• SET EXERCISE
Turn every line of the entries below into a numbered list, leaving out any blank lines.

[BEGIN INFORMATION GIVEN]

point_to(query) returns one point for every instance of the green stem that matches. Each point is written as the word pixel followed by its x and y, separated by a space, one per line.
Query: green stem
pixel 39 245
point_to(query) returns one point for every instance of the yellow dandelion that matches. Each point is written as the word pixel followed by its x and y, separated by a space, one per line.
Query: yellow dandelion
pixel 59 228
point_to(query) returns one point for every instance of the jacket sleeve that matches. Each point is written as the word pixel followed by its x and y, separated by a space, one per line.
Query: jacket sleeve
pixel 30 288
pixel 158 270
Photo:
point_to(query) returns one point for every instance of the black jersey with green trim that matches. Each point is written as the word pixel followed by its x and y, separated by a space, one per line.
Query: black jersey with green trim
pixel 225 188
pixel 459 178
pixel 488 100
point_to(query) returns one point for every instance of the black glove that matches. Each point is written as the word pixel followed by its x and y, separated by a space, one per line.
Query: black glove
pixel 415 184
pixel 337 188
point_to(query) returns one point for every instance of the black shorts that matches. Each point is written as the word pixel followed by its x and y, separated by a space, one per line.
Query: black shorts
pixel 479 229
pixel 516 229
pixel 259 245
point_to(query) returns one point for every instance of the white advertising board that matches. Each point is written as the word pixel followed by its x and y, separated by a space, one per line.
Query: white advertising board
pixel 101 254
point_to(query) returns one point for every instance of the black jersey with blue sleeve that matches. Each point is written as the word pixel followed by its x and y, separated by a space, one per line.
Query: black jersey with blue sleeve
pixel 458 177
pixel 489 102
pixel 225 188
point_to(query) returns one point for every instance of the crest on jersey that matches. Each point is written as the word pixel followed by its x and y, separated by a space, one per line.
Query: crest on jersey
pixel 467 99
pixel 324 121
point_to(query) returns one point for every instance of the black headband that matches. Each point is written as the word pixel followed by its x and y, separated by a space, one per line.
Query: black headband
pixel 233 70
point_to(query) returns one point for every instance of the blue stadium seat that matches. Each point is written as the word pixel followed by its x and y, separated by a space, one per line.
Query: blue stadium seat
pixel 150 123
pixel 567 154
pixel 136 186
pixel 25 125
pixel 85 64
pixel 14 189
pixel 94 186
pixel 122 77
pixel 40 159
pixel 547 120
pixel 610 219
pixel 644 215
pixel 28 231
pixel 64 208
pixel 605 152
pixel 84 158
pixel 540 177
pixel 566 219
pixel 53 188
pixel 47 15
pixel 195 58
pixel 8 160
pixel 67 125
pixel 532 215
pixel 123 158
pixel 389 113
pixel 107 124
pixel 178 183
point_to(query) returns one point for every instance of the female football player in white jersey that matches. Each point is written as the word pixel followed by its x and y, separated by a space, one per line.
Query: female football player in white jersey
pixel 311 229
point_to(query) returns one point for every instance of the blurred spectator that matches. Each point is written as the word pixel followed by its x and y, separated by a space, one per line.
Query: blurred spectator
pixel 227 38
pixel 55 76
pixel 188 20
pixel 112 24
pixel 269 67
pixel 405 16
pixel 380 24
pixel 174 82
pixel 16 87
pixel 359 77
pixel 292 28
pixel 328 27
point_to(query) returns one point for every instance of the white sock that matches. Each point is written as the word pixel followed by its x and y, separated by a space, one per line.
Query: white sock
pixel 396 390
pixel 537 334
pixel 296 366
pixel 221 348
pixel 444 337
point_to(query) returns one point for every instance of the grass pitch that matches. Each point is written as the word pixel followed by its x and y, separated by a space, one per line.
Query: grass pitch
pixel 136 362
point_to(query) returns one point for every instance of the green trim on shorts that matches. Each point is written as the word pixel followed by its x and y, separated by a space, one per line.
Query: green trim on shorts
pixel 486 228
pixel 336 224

[END INFORMATION GIVEN]

• RESPONSE
1. point_to(query) returns one point for every instance of the green stem that matches. Each point is written as the word pixel followed by its x and y, separated by a space, one per line.
2. Query: green stem
3. pixel 39 245
4. point_to(query) returns one point for every instance of the yellow dandelion that matches. Each point is written as the word pixel followed by its x and y, separated by a space, one per line.
5. Query: yellow dandelion
6. pixel 59 228
7. point_to(query) returns one point for every instance of the jacket sleeve that matches. Each point is written as the word pixel followed by its x and y, separated by a space, one per line.
8. Query: jacket sleeve
9. pixel 30 288
10. pixel 158 270
11. Photo:
12. point_to(query) returns one point for every instance of the black jersey with green trim that matches. Each point is written as the word pixel followed by its x and y, separated by a space, one per line.
13. Query: black jersey with green trim
14. pixel 225 188
15. pixel 459 178
16. pixel 488 100
17. point_to(query) returns one point for every instance of the black glove that matches. Each point is written as the word pixel followed by its x and y, separated by a space, one per line.
18. Query: black glove
19. pixel 415 184
20. pixel 337 188
21. point_to(query) returns one point for every instance of the black shorts that matches. Each point is written as the word pixel followed by its x and y, separated by a space, one per line.
22. Query: black shorts
23. pixel 479 229
24. pixel 516 229
25. pixel 259 245
26. point_to(query) returns one point for every instance of the white advertising board that matches. Each point is written as the word pixel followed by its x and y, separated by a space, one per line.
27. Query: white advertising board
28. pixel 101 254
29. point_to(query) returns one point for every instance of the black jersey with blue sleeve that matches. Each point is written as the word pixel followed by its x and y, separated by a space, one per line.
30. Query: black jersey with blue sleeve
31. pixel 458 177
32. pixel 489 102
33. pixel 225 188
34. point_to(query) returns one point for every instance of the crest on jersey that matches. Each point is written as the word pixel followed by its x and y, separated by a space, one per line.
35. Query: crest on jersey
36. pixel 467 99
37. pixel 324 121
38. point_to(query) returns one point for every instance of the black headband that matches. Each point is written as the word pixel followed by its x and y, separated by a space, one per line.
39. Query: black headband
40. pixel 233 70
41. point_to(query) returns one point for every instance of the blue stadium seat that matches. Each point is written as the word pixel followed by its x and y, separated by a space, one per line.
42. Query: blue stadium seat
43. pixel 150 123
44. pixel 567 154
45. pixel 136 186
46. pixel 25 125
47. pixel 85 64
48. pixel 14 189
49. pixel 94 186
50. pixel 122 77
51. pixel 40 159
52. pixel 547 120
53. pixel 610 219
54. pixel 644 215
55. pixel 28 231
56. pixel 64 208
57. pixel 605 152
58. pixel 84 158
59. pixel 540 177
60. pixel 566 219
61. pixel 53 188
62. pixel 47 15
63. pixel 195 58
64. pixel 8 160
65. pixel 67 125
66. pixel 532 215
67. pixel 123 158
68. pixel 389 113
69. pixel 107 124
70. pixel 178 183
71. point_to(query) returns one point for every instance of the female football player in white jersey that matches. Each point is written as the word pixel followed by its x and y, separated by a space, one per line.
72. Query: female football player in white jersey
73. pixel 311 229
74. point_to(query) returns one point for every instance of the blurred spectator that matches. Each point is written as the word pixel followed by its x and y, separated by a space, one per line.
75. Query: blurred spectator
76. pixel 227 38
77. pixel 55 76
78. pixel 188 20
79. pixel 112 24
80. pixel 269 67
81. pixel 405 16
82. pixel 380 24
83. pixel 174 82
84. pixel 16 87
85. pixel 359 77
86. pixel 292 28
87. pixel 328 27
88. point_to(query) returns one point for every instance of the white sock that matches. Each point is written as the word pixel followed by its x and y, separated by a space, one per line.
89. Query: white sock
90. pixel 396 390
91. pixel 537 334
92. pixel 296 366
93. pixel 221 348
94. pixel 444 337
95. point_to(query) returns one point for every instance of the grass pitch that matches. Each point is written as the word pixel followed by its x and y, separated by a space, one per line.
96. Query: grass pitch
97. pixel 136 362
98. point_to(query) returns one point for every instance of the green trim on shorts that matches. Each point is written as the word pixel followed by its x and y, separated by a space, one per line.
99. Query: green trim on shorts
100. pixel 486 228
101. pixel 336 224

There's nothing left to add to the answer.